◆ Problem to work on ◆
Your task is to transcribe the entries below exactly, from their first line down to the line containing "Tag each instance of the palm tree with", and to stop there.

◆ Task material ◆
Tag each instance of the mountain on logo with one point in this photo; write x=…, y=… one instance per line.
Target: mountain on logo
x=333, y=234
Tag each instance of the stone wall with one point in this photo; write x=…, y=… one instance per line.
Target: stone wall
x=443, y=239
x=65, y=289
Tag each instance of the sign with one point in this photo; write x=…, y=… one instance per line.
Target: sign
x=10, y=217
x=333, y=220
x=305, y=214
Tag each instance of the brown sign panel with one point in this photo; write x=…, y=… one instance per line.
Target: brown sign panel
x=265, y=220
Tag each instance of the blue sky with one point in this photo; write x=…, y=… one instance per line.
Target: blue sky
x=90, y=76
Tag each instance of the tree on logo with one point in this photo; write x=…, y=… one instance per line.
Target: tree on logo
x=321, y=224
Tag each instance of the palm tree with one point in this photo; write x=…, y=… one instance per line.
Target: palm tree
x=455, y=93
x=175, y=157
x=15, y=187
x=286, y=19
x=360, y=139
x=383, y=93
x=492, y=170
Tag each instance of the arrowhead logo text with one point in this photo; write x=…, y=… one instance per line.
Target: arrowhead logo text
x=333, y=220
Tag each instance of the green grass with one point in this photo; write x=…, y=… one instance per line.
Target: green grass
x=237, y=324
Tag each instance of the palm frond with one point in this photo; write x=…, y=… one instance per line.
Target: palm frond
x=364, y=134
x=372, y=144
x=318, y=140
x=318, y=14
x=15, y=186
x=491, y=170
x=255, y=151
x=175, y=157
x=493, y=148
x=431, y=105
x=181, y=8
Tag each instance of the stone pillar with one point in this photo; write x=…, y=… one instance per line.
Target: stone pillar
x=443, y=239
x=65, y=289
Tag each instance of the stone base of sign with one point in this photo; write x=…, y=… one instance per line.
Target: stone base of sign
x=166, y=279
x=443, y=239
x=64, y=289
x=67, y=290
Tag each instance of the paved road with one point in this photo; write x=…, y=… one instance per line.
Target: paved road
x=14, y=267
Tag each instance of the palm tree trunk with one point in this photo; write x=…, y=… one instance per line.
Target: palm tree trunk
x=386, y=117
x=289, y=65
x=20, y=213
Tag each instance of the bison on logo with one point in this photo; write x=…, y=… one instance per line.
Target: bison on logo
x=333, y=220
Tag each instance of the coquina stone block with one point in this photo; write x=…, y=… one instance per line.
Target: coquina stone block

◆ Answer to this task ◆
Tag each instance of the mountain on logo with one point in this photo; write x=…, y=… one instance per line.
Target: mountain on logo
x=333, y=234
Tag each instance of the stone wall with one point in this photo; write x=…, y=… one instance per line.
Target: stone wall
x=443, y=239
x=65, y=289
Tag each instance of the sign with one point in this photo; write x=…, y=… one instance per line.
Target: sign
x=10, y=217
x=333, y=220
x=305, y=214
Tag each instance of the brown sign panel with one point in this photo; write x=…, y=… one instance per line.
Target: brown sign panel
x=265, y=220
Tag each instance of the blue sky with one point in this photo; write x=…, y=… one instance per line.
Target: blue sky
x=90, y=76
Tag each instance of the tree on logo with one point in this photo; write x=…, y=… one instance per line.
Target: tree on logo
x=321, y=224
Tag each instance of the palm tree with one point in this photo; write x=…, y=… one instance per line.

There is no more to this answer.